▶ TASK DATA
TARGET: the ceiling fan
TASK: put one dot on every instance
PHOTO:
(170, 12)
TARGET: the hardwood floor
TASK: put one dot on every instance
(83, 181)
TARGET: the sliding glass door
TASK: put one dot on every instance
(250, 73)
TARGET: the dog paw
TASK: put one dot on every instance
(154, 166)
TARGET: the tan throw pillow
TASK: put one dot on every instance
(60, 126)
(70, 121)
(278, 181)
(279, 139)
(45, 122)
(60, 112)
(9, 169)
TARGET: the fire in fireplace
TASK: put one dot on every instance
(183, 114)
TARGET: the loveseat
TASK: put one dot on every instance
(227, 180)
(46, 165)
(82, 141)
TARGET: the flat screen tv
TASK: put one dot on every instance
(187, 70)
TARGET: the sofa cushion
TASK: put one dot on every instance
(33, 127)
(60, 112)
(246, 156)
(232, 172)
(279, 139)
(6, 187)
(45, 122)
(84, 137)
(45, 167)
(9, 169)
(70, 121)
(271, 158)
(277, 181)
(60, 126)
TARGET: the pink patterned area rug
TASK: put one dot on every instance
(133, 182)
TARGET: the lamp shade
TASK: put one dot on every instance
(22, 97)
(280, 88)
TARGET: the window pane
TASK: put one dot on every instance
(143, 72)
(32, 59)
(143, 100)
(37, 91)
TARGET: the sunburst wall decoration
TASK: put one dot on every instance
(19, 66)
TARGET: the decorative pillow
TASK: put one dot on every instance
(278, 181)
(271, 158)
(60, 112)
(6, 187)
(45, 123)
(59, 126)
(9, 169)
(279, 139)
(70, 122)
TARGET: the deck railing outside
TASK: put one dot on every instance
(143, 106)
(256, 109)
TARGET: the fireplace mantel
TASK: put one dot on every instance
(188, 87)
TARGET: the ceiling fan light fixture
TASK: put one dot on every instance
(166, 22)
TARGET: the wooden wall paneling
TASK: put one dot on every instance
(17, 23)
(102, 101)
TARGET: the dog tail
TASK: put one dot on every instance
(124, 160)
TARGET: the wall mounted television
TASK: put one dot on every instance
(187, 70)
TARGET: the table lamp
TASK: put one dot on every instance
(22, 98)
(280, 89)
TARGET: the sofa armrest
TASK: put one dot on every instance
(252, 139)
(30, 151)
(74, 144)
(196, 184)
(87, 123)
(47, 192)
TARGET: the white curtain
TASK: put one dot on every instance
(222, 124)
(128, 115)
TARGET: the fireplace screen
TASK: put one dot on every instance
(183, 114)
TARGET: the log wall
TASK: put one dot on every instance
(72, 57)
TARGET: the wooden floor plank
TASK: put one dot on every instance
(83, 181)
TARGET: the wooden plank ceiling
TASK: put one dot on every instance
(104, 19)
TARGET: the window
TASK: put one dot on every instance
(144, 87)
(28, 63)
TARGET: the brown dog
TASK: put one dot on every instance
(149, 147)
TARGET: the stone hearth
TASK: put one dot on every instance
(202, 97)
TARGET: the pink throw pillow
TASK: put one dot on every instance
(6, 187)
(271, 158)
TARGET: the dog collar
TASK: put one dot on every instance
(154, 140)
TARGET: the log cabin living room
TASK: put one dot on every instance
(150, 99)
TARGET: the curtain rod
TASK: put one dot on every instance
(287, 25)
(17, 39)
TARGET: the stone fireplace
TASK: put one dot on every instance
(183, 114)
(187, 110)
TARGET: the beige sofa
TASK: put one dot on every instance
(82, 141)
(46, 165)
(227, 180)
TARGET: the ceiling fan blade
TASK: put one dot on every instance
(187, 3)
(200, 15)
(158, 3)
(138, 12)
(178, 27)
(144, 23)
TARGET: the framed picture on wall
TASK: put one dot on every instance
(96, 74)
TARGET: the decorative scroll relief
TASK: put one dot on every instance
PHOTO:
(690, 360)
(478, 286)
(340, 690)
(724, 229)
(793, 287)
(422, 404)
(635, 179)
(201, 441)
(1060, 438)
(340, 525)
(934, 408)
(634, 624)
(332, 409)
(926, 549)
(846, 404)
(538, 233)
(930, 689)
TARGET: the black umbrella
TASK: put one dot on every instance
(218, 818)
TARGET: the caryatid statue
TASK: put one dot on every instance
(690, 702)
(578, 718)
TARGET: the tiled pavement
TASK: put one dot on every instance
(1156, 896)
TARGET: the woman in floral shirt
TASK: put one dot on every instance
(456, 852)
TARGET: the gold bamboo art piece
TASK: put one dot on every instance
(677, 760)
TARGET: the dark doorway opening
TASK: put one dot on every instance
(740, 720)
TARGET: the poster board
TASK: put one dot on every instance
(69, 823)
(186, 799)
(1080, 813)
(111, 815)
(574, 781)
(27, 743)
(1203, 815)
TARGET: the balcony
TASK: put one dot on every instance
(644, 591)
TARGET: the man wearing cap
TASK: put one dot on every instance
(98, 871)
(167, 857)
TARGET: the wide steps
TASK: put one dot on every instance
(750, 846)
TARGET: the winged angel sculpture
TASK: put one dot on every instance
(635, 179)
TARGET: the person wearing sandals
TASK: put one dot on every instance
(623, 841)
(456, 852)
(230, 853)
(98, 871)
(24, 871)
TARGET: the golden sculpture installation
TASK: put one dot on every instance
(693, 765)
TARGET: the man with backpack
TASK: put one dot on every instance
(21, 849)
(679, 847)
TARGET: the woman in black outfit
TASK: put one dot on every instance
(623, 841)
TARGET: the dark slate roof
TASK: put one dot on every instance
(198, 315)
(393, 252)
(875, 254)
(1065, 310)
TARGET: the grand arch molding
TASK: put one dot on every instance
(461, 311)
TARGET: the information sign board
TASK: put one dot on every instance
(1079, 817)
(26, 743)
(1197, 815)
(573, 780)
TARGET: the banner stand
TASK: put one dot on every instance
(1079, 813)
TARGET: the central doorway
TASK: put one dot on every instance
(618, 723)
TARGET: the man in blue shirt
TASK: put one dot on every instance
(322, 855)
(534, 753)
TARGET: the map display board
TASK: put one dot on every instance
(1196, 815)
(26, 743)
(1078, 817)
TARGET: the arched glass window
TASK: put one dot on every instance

▶ WHAT IS BEING ASKED
Your answer should be a single number: the count of lines above with the word "woman".

▶ RESPONSE
2